## Written exercise
Can you convert every row below into a Markdown table with the columns Number and Text, giving each row its number and skipping blank lines?

— BEGIN Material supplied —

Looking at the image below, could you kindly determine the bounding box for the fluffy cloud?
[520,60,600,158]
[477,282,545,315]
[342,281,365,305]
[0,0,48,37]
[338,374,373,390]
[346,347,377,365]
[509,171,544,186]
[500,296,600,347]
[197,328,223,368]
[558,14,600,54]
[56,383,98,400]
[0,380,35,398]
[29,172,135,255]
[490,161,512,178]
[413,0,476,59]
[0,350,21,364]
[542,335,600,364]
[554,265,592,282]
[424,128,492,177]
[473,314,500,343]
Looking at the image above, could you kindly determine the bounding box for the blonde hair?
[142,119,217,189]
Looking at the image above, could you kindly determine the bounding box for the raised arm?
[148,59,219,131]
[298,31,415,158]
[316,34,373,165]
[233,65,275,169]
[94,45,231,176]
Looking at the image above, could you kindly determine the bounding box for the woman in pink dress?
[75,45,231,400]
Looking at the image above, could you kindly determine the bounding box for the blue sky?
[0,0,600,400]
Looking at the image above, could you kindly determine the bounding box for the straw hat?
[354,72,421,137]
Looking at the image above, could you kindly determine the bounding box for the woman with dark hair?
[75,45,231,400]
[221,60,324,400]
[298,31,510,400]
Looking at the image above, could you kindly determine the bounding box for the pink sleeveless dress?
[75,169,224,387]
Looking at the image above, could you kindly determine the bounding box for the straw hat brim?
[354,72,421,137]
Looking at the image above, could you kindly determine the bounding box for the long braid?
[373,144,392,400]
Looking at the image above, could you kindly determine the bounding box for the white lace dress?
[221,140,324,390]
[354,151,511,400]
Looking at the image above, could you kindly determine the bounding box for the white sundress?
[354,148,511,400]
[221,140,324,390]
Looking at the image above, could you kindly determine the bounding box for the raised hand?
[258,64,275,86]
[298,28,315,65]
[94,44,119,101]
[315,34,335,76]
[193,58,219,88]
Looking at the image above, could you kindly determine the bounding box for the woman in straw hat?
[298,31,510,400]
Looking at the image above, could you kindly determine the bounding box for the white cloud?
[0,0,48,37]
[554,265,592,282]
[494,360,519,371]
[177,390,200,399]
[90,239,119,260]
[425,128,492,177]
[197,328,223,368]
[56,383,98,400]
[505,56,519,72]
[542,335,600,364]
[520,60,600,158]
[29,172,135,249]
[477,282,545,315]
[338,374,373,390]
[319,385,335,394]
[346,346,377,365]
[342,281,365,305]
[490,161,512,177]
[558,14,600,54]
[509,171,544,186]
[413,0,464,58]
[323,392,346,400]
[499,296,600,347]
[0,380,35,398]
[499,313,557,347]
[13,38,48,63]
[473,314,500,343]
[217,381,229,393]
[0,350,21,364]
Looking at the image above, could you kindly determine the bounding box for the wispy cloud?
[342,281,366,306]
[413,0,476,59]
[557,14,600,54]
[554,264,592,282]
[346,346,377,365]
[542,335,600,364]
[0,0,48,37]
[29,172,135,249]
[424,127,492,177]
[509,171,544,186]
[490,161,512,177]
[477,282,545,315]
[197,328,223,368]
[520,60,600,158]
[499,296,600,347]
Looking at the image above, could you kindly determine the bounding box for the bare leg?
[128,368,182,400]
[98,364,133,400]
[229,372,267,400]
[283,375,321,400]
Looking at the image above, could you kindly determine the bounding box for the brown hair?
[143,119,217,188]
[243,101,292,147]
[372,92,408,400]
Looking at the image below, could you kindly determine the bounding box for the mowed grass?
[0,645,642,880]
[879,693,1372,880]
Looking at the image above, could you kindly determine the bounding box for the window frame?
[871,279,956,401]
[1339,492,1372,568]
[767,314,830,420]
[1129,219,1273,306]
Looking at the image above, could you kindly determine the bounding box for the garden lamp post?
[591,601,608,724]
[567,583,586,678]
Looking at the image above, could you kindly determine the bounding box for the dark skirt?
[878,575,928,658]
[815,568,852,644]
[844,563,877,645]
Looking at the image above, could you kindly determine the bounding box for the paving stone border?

— END Material supplied —

## Correct response
| Number | Text |
|---|---|
| 1 | Looking at the image below, could you kindly determine the bounding box for the fluffy cloud? |
| 2 | [520,60,600,158] |
| 3 | [477,282,545,315] |
| 4 | [342,281,365,305] |
| 5 | [0,0,48,37] |
| 6 | [338,374,373,390] |
| 7 | [346,347,377,365] |
| 8 | [509,171,544,186] |
| 9 | [500,296,600,347] |
| 10 | [197,328,223,368] |
| 11 | [558,14,600,54] |
| 12 | [56,383,98,400] |
| 13 | [0,380,35,398] |
| 14 | [29,172,135,255] |
| 15 | [490,161,512,178] |
| 16 | [413,0,476,59] |
| 17 | [0,350,21,364] |
| 18 | [542,335,600,364] |
| 19 | [554,265,592,282] |
| 20 | [424,128,492,177] |
| 21 | [473,314,500,343] |
| 22 | Looking at the image above, could you kindly determine the bounding box for the blonde hair? |
| 23 | [142,119,217,189] |
| 24 | Looking at the image above, could you kindly determine the bounding box for the raised arm? |
| 25 | [148,59,219,131] |
| 26 | [298,31,415,158] |
| 27 | [316,34,373,165] |
| 28 | [233,65,275,169] |
| 29 | [94,45,231,176] |
| 30 | Looking at the image above, could you kindly determine the bounding box for the woman in pink dress? |
| 31 | [75,45,231,400] |
| 32 | Looking at the image above, could you kindly determine the bounding box for the blue sky? |
| 33 | [0,0,600,400] |
| 34 | Looking at the image above, could you kindly determine the bounding box for the straw hat? |
| 35 | [354,72,421,137] |
| 36 | Looking at the image above, could you kindly determine the bounding box for the woman with dark hair? |
| 37 | [75,45,231,400] |
| 38 | [221,60,324,400] |
| 39 | [298,31,510,400] |
| 40 | Looking at the image above, could you kindly determine the bounding box for the pink sleeveless dress? |
| 41 | [75,169,224,387] |
| 42 | Looking at the image above, could you kindly determine the bounding box for the straw hat brim? |
| 43 | [354,72,421,137] |
| 44 | Looking at the image above, could you kindly determine the bounding box for the long braid? |
| 45 | [373,144,392,400] |
| 46 | Looking at the image above, could you kindly determine the bounding box for the white lace dress? |
| 47 | [221,140,324,390] |
| 48 | [354,151,511,400] |
| 49 | Looking at the image above, could you kindly determine the bounding box for the white sundress? |
| 50 | [354,148,511,400] |
| 51 | [221,140,324,390] |
| 52 | Looking at the image above, could you kindly determine the bounding box for the raised hand? |
| 53 | [258,64,275,86] |
| 54 | [298,28,315,65] |
| 55 | [94,44,119,101] |
| 56 | [315,34,335,76] |
| 57 | [193,58,219,88] |
| 58 | Looking at the image above, could you kindly determine the bounding box for the woman in straw hat? |
| 59 | [298,31,510,400] |
| 60 | Looking at the image above, could you kindly determine the bounding box for the white cloud? |
| 61 | [0,0,48,37] |
| 62 | [554,265,592,282] |
| 63 | [494,360,519,371] |
| 64 | [177,390,200,399] |
| 65 | [90,239,119,260] |
| 66 | [425,128,492,177] |
| 67 | [197,328,223,368] |
| 68 | [56,383,98,400] |
| 69 | [505,56,519,72] |
| 70 | [542,335,600,364] |
| 71 | [520,60,600,158] |
| 72 | [29,172,135,249] |
| 73 | [477,282,545,315] |
| 74 | [338,374,373,390] |
| 75 | [319,385,335,394] |
| 76 | [346,346,377,365] |
| 77 | [342,281,365,305] |
| 78 | [490,161,512,177] |
| 79 | [558,14,600,54] |
| 80 | [509,171,544,186] |
| 81 | [413,0,464,58] |
| 82 | [323,392,346,400] |
| 83 | [499,296,600,347] |
| 84 | [0,380,35,398] |
| 85 | [499,313,557,347] |
| 86 | [13,38,48,63] |
| 87 | [473,314,500,343] |
| 88 | [217,381,229,393] |
| 89 | [0,350,21,364] |
| 90 | Looking at the image above, could you kindly determine the bounding box for the wispy cloud? |
| 91 | [342,281,366,306] |
| 92 | [413,0,476,59] |
| 93 | [557,14,600,54] |
| 94 | [554,264,592,282] |
| 95 | [346,346,377,365] |
| 96 | [542,335,600,364] |
| 97 | [0,0,48,37] |
| 98 | [29,172,135,249] |
| 99 | [424,127,492,177] |
| 100 | [509,171,544,186] |
| 101 | [490,161,512,177] |
| 102 | [477,282,545,315] |
| 103 | [197,328,223,368] |
| 104 | [520,60,600,158] |
| 105 | [499,296,600,347] |
| 106 | Looking at the image above, could you kindly determine the bounding box for the bare leg? |
| 107 | [128,368,182,400] |
| 108 | [98,364,133,400] |
| 109 | [229,372,267,400] |
| 110 | [283,375,321,400] |
| 111 | Looking at the image above, could you kindly determine the bounding box for the brown hair? |
| 112 | [143,119,217,188] |
| 113 | [243,101,292,147] |
| 114 | [372,92,408,400] |
| 115 | Looking at the image below, could you kindly determine the bounding box for the mowed grass? |
| 116 | [0,645,642,880] |
| 117 | [879,693,1372,880] |
| 118 | Looking at the image above, could you kindly determine the bounding box for the window frame? |
| 119 | [871,279,956,401] |
| 120 | [1339,492,1372,568] |
| 121 | [767,314,830,420] |
| 122 | [1129,219,1273,306] |
| 123 | Looking at the image above, could you kindly determine the bounding box for the garden lamp post? |
| 124 | [591,601,608,724] |
| 125 | [567,583,586,678] |
| 126 | Looking at the image above, could you kindly determine the bounding box for the dark skirt? |
| 127 | [878,575,928,658] |
| 128 | [815,568,852,644] |
| 129 | [844,563,877,645] |
| 130 | Looking at the image above, could you kindly determine the bounding box for the paving stone border? |